## Challenge
Give back every record below word for word, one per line.

-=-=-

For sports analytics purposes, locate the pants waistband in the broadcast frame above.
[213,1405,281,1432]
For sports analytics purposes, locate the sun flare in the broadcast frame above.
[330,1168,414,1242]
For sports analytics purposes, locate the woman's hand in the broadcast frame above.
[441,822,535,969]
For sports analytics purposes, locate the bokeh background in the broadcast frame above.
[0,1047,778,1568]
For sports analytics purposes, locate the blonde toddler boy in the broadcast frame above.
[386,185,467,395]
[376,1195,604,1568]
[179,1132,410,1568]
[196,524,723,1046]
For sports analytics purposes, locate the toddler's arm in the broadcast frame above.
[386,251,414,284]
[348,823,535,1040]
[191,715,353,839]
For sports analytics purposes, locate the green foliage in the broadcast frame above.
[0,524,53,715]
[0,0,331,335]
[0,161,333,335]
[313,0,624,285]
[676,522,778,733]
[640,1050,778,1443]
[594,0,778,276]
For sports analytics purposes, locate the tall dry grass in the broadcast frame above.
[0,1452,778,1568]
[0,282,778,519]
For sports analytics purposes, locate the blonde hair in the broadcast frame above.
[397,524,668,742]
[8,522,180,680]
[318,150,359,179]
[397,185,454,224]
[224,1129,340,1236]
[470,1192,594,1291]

-=-=-

## Response below
For sports analytics purposes, locate the pants waistband in the broadcast frame above.
[213,1405,281,1432]
For sports analytics purposes, locate the sun flare in the broadcast frame above.
[330,1168,414,1242]
For sports analytics purposes, locate the woman's hand in the broadcast frame above.
[441,822,535,969]
For sports analytics purposes, locate the bokeh background in the broadcast frame above.
[0,1047,778,1568]
For sports analytics purposes, locate the blonde toddler boy in the broadcast frame above.
[386,185,467,395]
[376,1195,604,1568]
[179,1132,410,1568]
[196,524,723,1046]
For sports analytics purposes, locate the toddler's arm in the broadcast frame above.
[386,251,414,284]
[348,823,535,1040]
[191,715,353,839]
For sports analytics purposes, locate the green foliage in the broadcast frame above.
[0,524,53,715]
[0,0,331,335]
[0,161,333,335]
[313,0,624,285]
[676,522,778,733]
[640,1050,778,1443]
[594,0,778,276]
For sports analytics purposes, locate the tall dry grass in the broadcast frame above.
[0,1452,778,1568]
[0,282,778,519]
For sports analytics purposes, locate the blonde hair in the broadcast frame above.
[397,524,668,742]
[8,522,180,680]
[318,150,359,179]
[397,185,454,224]
[224,1129,340,1236]
[470,1192,594,1291]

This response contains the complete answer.